Pointing and labeling entries:
_ _ _
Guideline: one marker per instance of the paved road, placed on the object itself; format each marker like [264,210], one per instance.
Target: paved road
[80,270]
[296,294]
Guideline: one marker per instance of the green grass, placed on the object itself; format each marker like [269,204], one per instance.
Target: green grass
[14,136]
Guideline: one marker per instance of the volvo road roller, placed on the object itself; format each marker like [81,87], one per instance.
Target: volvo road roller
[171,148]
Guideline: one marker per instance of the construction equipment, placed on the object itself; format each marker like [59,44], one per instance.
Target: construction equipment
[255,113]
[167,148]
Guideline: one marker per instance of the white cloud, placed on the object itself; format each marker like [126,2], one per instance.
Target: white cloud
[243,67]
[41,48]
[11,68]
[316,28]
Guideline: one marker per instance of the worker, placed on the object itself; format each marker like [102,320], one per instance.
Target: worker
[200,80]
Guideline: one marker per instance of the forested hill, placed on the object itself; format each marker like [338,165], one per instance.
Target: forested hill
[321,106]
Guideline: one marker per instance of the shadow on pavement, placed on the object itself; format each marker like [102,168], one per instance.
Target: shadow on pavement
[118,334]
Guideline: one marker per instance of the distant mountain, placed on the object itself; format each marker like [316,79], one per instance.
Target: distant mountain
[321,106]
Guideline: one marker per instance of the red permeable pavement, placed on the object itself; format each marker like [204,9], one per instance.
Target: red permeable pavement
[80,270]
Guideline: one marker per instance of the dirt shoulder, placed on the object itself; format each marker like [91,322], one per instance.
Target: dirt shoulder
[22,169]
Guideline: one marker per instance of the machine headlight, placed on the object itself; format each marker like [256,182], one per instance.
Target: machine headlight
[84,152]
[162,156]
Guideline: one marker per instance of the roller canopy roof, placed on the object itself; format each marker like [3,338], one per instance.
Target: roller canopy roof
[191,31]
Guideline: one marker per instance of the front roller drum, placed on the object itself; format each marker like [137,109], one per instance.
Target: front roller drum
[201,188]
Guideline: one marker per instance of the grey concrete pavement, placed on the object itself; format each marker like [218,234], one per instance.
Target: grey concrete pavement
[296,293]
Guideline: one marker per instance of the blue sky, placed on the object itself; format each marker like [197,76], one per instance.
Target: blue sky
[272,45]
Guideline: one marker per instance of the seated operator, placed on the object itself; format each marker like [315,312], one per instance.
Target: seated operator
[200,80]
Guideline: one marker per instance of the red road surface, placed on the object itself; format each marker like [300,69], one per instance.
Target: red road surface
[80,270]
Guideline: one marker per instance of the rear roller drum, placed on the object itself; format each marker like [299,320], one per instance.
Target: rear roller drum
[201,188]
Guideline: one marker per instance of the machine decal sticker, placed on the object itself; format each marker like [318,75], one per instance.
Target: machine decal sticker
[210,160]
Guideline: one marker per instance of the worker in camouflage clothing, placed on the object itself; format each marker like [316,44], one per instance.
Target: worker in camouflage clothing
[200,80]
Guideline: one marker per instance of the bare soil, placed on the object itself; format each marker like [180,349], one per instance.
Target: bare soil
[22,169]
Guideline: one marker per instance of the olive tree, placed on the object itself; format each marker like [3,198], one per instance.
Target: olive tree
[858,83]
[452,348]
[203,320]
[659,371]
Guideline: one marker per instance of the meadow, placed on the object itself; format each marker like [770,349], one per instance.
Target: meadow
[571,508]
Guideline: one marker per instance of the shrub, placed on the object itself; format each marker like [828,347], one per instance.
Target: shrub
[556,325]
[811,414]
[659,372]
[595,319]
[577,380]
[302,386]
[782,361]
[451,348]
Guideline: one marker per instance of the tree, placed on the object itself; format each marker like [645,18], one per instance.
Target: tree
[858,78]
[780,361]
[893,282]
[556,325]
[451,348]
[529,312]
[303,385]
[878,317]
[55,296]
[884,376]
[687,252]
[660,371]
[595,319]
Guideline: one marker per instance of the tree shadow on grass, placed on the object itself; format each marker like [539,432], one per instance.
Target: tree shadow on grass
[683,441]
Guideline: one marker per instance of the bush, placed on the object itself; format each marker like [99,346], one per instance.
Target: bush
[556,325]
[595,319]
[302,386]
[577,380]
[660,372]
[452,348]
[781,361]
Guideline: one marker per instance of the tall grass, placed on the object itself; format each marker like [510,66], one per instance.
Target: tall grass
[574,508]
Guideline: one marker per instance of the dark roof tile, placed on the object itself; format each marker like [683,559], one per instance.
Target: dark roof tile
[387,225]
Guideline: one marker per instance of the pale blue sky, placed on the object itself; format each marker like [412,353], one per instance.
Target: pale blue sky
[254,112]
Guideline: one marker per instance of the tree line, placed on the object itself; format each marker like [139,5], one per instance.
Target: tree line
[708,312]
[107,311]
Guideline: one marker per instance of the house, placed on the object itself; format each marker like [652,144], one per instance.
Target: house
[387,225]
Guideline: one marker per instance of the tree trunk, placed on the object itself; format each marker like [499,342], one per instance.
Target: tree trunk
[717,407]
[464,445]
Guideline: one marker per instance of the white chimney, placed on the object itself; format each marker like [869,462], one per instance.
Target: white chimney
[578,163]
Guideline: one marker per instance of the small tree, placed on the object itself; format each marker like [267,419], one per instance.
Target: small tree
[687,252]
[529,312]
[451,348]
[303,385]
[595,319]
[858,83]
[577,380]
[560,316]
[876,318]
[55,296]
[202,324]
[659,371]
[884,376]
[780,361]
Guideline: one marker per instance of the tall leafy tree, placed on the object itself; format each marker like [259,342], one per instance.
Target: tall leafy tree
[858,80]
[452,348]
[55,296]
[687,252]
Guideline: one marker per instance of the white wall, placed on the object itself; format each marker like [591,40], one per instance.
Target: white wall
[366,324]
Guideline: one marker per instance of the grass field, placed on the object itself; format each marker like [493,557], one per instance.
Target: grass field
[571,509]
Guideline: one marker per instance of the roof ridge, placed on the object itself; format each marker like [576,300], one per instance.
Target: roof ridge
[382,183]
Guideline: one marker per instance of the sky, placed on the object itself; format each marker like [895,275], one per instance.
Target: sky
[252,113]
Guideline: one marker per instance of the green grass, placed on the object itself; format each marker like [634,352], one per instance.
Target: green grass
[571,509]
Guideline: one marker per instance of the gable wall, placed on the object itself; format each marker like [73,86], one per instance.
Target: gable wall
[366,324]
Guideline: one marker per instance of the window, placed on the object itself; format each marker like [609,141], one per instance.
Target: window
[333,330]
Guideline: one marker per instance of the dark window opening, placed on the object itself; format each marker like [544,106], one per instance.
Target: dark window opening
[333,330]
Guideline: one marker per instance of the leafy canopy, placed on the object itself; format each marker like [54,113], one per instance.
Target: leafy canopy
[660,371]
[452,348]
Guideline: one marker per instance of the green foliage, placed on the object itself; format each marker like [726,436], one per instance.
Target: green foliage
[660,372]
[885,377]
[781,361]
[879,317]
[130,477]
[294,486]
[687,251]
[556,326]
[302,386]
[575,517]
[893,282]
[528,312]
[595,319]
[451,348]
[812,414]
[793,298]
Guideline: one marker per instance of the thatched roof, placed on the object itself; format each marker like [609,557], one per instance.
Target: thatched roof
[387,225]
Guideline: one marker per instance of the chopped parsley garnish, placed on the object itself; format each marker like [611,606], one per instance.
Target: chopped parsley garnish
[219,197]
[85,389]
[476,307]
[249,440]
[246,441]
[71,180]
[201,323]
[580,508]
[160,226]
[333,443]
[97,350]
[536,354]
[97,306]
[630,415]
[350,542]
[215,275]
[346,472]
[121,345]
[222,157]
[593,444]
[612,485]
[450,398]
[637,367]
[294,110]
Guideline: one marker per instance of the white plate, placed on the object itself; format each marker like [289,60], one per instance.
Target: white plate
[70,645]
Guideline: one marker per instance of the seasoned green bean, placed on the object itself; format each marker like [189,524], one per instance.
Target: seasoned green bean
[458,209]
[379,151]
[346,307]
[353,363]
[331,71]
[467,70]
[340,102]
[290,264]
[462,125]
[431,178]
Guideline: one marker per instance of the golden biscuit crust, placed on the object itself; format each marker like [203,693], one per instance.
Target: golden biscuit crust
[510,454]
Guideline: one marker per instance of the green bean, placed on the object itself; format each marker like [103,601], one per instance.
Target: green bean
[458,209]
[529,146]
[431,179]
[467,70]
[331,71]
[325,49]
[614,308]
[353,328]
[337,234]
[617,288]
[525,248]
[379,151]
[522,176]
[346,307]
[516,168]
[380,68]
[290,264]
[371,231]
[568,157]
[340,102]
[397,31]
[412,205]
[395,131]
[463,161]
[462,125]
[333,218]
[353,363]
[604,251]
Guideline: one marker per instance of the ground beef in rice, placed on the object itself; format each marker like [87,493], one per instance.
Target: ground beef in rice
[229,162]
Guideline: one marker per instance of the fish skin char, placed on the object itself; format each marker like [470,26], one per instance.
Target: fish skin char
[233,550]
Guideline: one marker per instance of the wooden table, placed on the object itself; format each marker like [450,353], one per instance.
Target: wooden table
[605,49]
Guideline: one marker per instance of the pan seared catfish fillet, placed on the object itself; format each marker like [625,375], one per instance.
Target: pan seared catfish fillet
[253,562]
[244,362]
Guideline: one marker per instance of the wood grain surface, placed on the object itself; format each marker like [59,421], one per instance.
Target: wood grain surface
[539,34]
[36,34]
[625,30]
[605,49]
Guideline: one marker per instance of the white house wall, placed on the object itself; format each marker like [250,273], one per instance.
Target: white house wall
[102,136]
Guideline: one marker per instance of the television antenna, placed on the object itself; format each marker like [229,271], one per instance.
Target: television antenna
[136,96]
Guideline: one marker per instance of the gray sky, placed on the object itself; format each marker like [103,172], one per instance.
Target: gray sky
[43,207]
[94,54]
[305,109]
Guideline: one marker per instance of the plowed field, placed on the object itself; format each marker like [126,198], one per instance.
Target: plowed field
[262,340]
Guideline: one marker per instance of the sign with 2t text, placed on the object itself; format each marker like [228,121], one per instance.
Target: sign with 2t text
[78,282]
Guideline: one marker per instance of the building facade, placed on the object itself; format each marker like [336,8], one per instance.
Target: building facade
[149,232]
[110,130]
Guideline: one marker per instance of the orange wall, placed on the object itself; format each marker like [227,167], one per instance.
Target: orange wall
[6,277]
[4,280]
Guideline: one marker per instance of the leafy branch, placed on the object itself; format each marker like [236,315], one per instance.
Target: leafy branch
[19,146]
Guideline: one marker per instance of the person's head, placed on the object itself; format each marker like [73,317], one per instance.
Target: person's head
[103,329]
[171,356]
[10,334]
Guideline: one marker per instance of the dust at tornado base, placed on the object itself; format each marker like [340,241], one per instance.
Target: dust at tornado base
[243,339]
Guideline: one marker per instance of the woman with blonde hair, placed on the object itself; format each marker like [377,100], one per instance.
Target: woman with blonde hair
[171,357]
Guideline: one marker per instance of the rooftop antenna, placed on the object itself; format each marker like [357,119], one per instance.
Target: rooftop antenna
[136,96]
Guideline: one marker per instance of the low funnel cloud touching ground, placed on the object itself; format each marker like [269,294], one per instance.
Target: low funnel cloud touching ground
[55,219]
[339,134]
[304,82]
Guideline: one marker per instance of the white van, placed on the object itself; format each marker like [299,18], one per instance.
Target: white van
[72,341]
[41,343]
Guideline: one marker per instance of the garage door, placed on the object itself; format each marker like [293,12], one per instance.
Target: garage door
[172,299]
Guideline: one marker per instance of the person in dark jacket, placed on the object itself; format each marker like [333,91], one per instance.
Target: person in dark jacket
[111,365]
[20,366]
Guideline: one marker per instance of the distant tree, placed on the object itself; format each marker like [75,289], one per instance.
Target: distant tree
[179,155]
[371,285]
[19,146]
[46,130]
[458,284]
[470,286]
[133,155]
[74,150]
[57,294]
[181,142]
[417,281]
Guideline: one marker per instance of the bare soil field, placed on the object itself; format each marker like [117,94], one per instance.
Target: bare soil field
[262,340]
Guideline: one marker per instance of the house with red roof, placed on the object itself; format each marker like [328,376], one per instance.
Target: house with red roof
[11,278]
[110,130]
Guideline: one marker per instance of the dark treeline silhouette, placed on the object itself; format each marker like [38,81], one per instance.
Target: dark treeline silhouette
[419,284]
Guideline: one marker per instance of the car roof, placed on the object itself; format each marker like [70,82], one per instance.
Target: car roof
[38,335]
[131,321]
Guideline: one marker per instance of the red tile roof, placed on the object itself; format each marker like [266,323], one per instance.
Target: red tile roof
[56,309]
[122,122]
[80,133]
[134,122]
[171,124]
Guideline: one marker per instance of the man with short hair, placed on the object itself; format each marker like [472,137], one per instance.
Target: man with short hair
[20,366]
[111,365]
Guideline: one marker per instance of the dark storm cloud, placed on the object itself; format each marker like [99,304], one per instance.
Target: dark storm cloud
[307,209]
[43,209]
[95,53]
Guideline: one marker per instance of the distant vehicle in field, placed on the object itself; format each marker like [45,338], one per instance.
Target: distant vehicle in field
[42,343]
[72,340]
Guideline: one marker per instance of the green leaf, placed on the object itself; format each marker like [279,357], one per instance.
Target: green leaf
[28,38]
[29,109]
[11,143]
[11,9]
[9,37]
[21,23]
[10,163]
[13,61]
_ _ _
→ GOAL: Output exactly the lines from the one containing "Guideline: one marker per instance of the car" through the last line of the entries, both ends included.

→ REPLY:
Guideline: one marker per instance of the car roof, placed on the object itself; format each marker like [70,82], one per instance.
Target: car roof
[38,335]
[131,321]
Guideline: one marker per instance of the red tile roof, placed on the object itself; format each marker like [266,323], one per instance.
Target: red tile roof
[56,309]
[122,122]
[80,133]
[134,122]
[171,124]
Guideline: one marker per instance of the man with short hair, placed on the object itself; format each marker like [472,137], one per instance.
Target: man with short hair
[20,366]
[111,365]
Guideline: one marker per instance of the dark storm cloud, placed on the object itself; format each marker like [99,304], one per instance.
Target: dark storm cloud
[307,209]
[43,209]
[95,53]
Guideline: one marker per instance of the distant vehicle in field, placed on the object itself; format each marker like [45,338], one per instance.
Target: distant vehicle in field
[42,343]
[72,340]
Guideline: one marker per instance of the green leaf, placed on the object itself; format each marker like [279,357], one per instance.
Target: green leaf
[28,38]
[29,109]
[11,143]
[11,9]
[9,37]
[21,23]
[10,163]
[13,61]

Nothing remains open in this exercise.